Data.
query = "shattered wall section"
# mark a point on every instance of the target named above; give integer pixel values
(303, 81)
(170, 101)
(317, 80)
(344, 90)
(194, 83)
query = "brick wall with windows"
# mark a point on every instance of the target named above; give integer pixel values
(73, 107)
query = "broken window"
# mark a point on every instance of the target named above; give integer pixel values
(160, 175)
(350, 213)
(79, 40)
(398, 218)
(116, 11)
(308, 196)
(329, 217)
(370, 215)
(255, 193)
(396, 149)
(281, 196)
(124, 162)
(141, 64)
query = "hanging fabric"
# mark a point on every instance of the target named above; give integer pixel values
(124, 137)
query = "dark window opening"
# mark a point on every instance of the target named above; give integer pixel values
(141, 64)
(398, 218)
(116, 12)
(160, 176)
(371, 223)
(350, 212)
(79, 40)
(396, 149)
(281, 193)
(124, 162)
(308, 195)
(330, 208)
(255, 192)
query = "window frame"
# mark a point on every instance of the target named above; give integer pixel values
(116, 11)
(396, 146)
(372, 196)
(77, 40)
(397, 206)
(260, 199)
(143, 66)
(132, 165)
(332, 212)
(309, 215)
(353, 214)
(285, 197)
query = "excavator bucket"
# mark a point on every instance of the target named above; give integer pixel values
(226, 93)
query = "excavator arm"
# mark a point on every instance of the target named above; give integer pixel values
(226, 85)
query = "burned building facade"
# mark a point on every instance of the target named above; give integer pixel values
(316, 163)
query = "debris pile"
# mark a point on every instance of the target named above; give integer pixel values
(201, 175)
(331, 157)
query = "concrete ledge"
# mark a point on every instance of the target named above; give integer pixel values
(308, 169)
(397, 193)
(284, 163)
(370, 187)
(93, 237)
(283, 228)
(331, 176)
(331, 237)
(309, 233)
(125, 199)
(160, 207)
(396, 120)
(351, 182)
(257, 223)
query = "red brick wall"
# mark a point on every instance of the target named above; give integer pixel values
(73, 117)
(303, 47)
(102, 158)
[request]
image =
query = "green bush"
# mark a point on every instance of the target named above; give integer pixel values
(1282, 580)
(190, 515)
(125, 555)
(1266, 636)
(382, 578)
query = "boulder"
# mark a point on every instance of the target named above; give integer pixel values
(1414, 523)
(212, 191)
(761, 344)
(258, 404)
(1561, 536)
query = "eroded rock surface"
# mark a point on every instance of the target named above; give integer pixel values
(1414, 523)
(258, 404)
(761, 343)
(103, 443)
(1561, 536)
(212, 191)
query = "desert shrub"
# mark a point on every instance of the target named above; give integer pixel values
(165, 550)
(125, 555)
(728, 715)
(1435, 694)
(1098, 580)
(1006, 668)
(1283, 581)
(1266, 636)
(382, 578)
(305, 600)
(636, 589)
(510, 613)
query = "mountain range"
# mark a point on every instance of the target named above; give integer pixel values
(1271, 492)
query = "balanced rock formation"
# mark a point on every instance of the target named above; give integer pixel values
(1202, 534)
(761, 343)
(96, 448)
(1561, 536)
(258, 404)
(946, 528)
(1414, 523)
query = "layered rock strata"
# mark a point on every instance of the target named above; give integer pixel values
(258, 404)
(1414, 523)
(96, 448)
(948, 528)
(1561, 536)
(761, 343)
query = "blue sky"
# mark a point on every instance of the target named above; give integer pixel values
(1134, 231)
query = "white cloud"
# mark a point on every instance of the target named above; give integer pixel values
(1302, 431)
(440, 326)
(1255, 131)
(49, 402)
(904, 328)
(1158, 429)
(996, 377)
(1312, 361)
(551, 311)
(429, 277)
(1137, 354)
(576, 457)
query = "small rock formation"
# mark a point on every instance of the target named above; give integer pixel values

What is asked. Repeat all of the entries exactly.

Task result.
query = "shattered wall section"
# mark a point on every instance of the target named above; give integer pixel values
(303, 81)
(170, 101)
(317, 80)
(344, 90)
(194, 83)
query = "brick wall with windows"
# mark a point on every instance of the target named above; give integer pixel values
(73, 107)
query = "broken window"
# mark a point on every instance of the target named above; give integer pixel values
(160, 175)
(350, 213)
(79, 40)
(398, 218)
(116, 11)
(308, 196)
(329, 217)
(370, 215)
(255, 193)
(396, 149)
(281, 196)
(124, 162)
(141, 64)
query = "hanging fabric"
# mark a point on every instance of the target named above; give integer pixel values
(124, 137)
query = "dark window opening"
# mark a point on every instance of the target named above; give integer pixel values
(141, 64)
(398, 218)
(116, 12)
(160, 176)
(371, 223)
(350, 212)
(79, 40)
(396, 149)
(281, 193)
(124, 162)
(308, 195)
(330, 208)
(255, 192)
query = "window frame"
# mark a point on every instance of the target named above; give integer pixel values
(116, 11)
(396, 146)
(372, 196)
(77, 40)
(397, 206)
(260, 199)
(143, 66)
(132, 165)
(332, 212)
(309, 215)
(353, 214)
(285, 197)
query = "excavator bucket"
# mark a point on every instance of the target named above; give integer pixel values
(226, 93)
query = "excavator arm"
# mark a point on every instance of the target named above; give integer pixel values
(226, 85)
query = "burned building facade"
# mark a point on every instance of the target named above; give integer pixel values
(316, 163)
query = "debris pile"
# mark a point on every instance of the target named above; give integer pixel values
(201, 175)
(331, 157)
query = "concrete ledge"
# mark a point on every instance of the target named above; give integer pixel values
(308, 169)
(397, 193)
(284, 163)
(370, 187)
(93, 237)
(283, 228)
(331, 176)
(331, 237)
(309, 233)
(125, 199)
(160, 207)
(396, 120)
(351, 182)
(257, 223)
query = "red brick wall"
# mark a point on every instance of the target named above; give integer pixel values
(73, 117)
(303, 47)
(102, 158)
[request]
image =
query = "green bush"
# mark a point on every instance of the target named above; give integer pixel values
(1282, 580)
(190, 515)
(125, 555)
(1266, 636)
(382, 578)
query = "boulder"
# mark a point on every instance of the target named above; give integer pixel values
(1414, 523)
(212, 191)
(761, 344)
(258, 404)
(1561, 536)
query = "eroded rock surface"
# mark a point on every instance of the target named above; give integer pixel values
(1414, 523)
(258, 404)
(761, 343)
(103, 443)
(1561, 536)
(212, 191)
query = "desert shrub"
# mark a point on every instance of the target named above; give integer pixel values
(165, 550)
(125, 555)
(728, 715)
(1435, 694)
(1098, 580)
(1006, 668)
(1283, 581)
(1266, 636)
(382, 578)
(305, 600)
(636, 589)
(510, 613)
query = "mountain range"
# mark a point on every instance of the target named above; give integer pixel values
(1271, 492)
query = "balanced rock formation"
# mark a point on every instance of the target named above; give integer pixel values
(1202, 534)
(761, 343)
(96, 448)
(1561, 536)
(258, 404)
(946, 528)
(1414, 523)
query = "layered rock strata"
# mark a point on every instance of the target named above; give integer pixel values
(258, 404)
(1414, 523)
(96, 448)
(948, 528)
(1561, 536)
(761, 343)
query = "blue sky"
# mark a point on every instance of the target named above; give integer pixel values
(1134, 231)
query = "white cloud"
# mark a point on every instance of the target named above; give integer pixel values
(1302, 431)
(440, 326)
(1255, 131)
(49, 402)
(904, 328)
(1158, 429)
(996, 377)
(1312, 361)
(551, 311)
(429, 277)
(1137, 354)
(576, 457)
query = "small rock formation"
# mark a point on every instance of the target named above; give integer pixel values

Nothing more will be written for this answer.